→ TASK BRIEF: Write each line word for word, from the line that contains "tree branch, once" through the last line of the material below.

→ ENTRIES:
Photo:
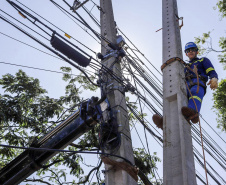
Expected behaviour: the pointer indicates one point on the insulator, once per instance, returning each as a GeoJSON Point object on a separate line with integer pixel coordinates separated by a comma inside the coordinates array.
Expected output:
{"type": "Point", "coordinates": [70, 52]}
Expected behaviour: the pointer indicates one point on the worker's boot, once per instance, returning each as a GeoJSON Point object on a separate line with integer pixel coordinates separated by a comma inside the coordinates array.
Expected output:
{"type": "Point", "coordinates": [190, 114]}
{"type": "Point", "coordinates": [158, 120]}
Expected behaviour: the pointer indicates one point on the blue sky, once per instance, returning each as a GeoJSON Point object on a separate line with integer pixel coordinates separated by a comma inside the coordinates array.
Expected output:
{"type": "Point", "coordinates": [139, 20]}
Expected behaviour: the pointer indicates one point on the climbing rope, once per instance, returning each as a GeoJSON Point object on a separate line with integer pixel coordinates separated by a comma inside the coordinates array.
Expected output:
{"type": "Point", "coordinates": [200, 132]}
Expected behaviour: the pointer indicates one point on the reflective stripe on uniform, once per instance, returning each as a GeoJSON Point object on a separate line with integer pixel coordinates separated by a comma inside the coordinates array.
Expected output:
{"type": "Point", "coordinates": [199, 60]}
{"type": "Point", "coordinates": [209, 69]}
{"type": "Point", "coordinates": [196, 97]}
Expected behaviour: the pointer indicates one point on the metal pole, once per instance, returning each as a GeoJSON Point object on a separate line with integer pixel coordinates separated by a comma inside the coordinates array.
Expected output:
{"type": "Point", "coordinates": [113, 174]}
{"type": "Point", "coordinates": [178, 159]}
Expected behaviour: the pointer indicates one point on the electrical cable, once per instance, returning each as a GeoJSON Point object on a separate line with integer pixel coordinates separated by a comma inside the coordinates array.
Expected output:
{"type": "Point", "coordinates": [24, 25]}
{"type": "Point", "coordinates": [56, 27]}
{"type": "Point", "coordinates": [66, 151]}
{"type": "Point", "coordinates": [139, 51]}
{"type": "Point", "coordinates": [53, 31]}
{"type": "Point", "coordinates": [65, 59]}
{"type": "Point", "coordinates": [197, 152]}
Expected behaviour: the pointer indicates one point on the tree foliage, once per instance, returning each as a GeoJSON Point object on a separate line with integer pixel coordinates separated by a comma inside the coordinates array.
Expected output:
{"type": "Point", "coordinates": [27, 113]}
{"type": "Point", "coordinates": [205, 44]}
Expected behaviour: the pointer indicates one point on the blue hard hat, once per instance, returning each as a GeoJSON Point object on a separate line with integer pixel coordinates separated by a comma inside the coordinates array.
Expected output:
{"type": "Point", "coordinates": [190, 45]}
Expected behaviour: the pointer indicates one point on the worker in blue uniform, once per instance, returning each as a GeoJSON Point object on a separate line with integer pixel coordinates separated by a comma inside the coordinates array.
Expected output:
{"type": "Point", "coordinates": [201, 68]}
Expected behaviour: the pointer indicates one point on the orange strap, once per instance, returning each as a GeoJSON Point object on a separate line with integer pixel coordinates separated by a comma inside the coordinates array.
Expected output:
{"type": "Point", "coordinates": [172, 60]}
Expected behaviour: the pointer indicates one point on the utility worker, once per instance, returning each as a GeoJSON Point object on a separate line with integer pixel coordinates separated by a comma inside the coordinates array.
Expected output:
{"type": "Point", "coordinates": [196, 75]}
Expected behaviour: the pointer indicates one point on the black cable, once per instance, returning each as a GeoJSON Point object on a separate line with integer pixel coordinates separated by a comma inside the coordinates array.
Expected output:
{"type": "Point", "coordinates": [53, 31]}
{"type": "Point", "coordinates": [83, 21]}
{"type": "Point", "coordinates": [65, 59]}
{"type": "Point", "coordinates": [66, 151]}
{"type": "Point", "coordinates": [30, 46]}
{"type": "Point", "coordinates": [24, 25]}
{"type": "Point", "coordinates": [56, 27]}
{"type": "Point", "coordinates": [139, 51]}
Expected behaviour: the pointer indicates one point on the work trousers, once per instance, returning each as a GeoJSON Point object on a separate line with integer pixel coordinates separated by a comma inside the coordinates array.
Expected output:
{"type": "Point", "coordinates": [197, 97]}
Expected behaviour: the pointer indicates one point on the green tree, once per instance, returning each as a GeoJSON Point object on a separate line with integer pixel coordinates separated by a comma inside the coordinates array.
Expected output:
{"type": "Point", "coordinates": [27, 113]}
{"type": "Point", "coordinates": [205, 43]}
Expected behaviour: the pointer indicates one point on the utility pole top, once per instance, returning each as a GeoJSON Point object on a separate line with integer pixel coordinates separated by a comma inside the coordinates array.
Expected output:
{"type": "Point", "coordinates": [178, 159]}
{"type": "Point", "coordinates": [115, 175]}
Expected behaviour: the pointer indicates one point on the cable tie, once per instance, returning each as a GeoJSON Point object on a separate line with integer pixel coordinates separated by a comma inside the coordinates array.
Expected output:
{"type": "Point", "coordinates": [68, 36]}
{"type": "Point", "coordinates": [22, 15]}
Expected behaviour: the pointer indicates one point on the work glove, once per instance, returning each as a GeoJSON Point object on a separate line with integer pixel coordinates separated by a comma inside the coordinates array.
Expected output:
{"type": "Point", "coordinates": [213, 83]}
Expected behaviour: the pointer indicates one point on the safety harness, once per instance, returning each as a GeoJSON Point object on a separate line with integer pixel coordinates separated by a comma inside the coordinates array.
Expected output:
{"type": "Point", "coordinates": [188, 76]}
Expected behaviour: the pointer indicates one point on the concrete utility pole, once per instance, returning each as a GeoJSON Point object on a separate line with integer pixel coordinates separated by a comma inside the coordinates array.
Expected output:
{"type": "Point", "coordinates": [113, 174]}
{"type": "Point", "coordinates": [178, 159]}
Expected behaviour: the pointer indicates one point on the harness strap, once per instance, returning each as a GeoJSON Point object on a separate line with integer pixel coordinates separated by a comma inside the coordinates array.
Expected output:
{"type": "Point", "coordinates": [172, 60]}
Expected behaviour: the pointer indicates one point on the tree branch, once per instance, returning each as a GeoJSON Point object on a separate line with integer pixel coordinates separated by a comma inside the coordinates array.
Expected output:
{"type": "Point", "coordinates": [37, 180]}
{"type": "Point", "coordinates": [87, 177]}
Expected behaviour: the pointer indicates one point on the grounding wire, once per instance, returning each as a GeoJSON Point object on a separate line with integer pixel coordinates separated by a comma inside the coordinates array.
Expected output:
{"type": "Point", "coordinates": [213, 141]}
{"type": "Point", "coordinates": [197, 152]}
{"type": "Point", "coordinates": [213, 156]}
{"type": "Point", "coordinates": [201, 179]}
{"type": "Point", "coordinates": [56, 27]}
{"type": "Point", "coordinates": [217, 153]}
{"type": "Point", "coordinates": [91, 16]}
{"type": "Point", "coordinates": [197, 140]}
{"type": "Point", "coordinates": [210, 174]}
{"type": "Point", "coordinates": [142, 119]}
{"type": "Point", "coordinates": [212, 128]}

→ OUTPUT OF THE TASK:
Expected behaviour: the pointer indicates one point on the tree branch, once per instance, returning each as a GeoJSON Point object on a separate line with integer pixel coordinates separated by a comma inside the coordinates array.
Expected output:
{"type": "Point", "coordinates": [37, 180]}
{"type": "Point", "coordinates": [87, 177]}
Expected behaviour: the pointer indicates one point on the grounding wire, once per instance, returning each as a GeoJSON Point object on a separate line with integer pixel coordinates separated by a comma inside the coordinates array.
Expected output:
{"type": "Point", "coordinates": [213, 141]}
{"type": "Point", "coordinates": [197, 152]}
{"type": "Point", "coordinates": [213, 156]}
{"type": "Point", "coordinates": [201, 179]}
{"type": "Point", "coordinates": [56, 27]}
{"type": "Point", "coordinates": [217, 153]}
{"type": "Point", "coordinates": [91, 16]}
{"type": "Point", "coordinates": [197, 140]}
{"type": "Point", "coordinates": [210, 174]}
{"type": "Point", "coordinates": [142, 119]}
{"type": "Point", "coordinates": [212, 128]}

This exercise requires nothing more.